* TASK BRIEF:
Format the listing below as a JSON list of strings, with one string for each line and no blank lines.

* INPUT DATA:
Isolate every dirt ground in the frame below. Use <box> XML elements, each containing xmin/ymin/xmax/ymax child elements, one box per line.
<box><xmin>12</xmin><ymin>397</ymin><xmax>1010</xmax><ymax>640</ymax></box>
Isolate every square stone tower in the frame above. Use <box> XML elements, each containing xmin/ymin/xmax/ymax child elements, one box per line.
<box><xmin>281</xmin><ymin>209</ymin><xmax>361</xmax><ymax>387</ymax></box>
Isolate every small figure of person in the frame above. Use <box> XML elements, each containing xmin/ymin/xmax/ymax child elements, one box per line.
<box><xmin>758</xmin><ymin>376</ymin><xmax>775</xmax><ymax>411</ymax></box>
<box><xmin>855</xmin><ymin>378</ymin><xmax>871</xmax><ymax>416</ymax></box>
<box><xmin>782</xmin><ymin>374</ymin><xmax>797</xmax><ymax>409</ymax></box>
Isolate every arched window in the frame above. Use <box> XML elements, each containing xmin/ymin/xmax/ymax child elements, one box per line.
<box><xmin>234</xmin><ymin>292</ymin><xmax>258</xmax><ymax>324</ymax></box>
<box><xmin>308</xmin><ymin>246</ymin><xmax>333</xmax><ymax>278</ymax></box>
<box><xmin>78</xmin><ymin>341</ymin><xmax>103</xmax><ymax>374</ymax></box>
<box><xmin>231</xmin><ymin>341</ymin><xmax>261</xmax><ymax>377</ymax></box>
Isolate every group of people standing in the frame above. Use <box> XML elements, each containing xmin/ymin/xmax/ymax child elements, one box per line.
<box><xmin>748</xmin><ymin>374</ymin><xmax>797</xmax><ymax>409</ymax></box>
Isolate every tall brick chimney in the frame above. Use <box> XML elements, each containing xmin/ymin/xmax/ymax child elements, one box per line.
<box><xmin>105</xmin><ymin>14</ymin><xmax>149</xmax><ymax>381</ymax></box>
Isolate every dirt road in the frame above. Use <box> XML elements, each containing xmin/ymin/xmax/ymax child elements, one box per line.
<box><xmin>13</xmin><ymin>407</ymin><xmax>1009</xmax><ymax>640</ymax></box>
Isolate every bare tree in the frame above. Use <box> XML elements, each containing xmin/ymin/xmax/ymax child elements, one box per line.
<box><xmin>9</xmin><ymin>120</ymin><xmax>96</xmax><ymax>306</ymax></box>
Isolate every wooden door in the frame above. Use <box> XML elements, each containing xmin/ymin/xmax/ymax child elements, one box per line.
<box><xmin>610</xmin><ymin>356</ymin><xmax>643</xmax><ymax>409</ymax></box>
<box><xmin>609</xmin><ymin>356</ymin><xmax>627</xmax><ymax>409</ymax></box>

* EXERCISE SOLUTION:
[
  "Isolate every dirt ground in the frame below. Use <box> XML elements, each containing xmin/ymin/xmax/ymax child elements, one box per line.",
  "<box><xmin>12</xmin><ymin>397</ymin><xmax>1010</xmax><ymax>640</ymax></box>",
  "Isolate every square stone tower in the frame above. Use <box> XML elements, each containing xmin/ymin/xmax/ymax child elements, one box per line.",
  "<box><xmin>281</xmin><ymin>209</ymin><xmax>361</xmax><ymax>387</ymax></box>",
  "Isolate every small figure of person in the frame above. Use <box> XML elements, each containing xmin/ymin/xmax/ymax child elements, one box per line.",
  "<box><xmin>758</xmin><ymin>376</ymin><xmax>775</xmax><ymax>411</ymax></box>",
  "<box><xmin>855</xmin><ymin>378</ymin><xmax>871</xmax><ymax>416</ymax></box>",
  "<box><xmin>782</xmin><ymin>374</ymin><xmax>797</xmax><ymax>409</ymax></box>",
  "Isolate every arched window in the frame above. Use <box> XML elements, each containing xmin/ymin/xmax/ymax child elements, one box per line.",
  "<box><xmin>234</xmin><ymin>292</ymin><xmax>258</xmax><ymax>324</ymax></box>",
  "<box><xmin>308</xmin><ymin>246</ymin><xmax>333</xmax><ymax>278</ymax></box>",
  "<box><xmin>78</xmin><ymin>341</ymin><xmax>103</xmax><ymax>374</ymax></box>",
  "<box><xmin>231</xmin><ymin>341</ymin><xmax>261</xmax><ymax>377</ymax></box>",
  "Isolate every group of people standing in the frame above. Use <box> XML elements, each containing xmin/ymin/xmax/ymax child elements, one box per line.",
  "<box><xmin>748</xmin><ymin>374</ymin><xmax>797</xmax><ymax>409</ymax></box>",
  "Isolate every tall brick chimney in the frame above. Use <box> XML elements, each containing xmin/ymin/xmax/ymax child elements, one box per line.",
  "<box><xmin>105</xmin><ymin>14</ymin><xmax>149</xmax><ymax>381</ymax></box>",
  "Isolate every dirt road in the frame above. Use <box> XML elements, each containing xmin/ymin/xmax/ymax child elements, one box per line.",
  "<box><xmin>13</xmin><ymin>407</ymin><xmax>1009</xmax><ymax>640</ymax></box>",
  "Isolate every bare tree in the frame above. Use <box> XML elements, each containing xmin/ymin/xmax/ymax child elements, one box per line.",
  "<box><xmin>9</xmin><ymin>120</ymin><xmax>96</xmax><ymax>306</ymax></box>",
  "Isolate every wooden door in the frame above. Use <box> XML elements, each containing xmin/ymin/xmax/ymax child elements, one box per line.",
  "<box><xmin>610</xmin><ymin>356</ymin><xmax>643</xmax><ymax>409</ymax></box>",
  "<box><xmin>609</xmin><ymin>356</ymin><xmax>627</xmax><ymax>409</ymax></box>"
]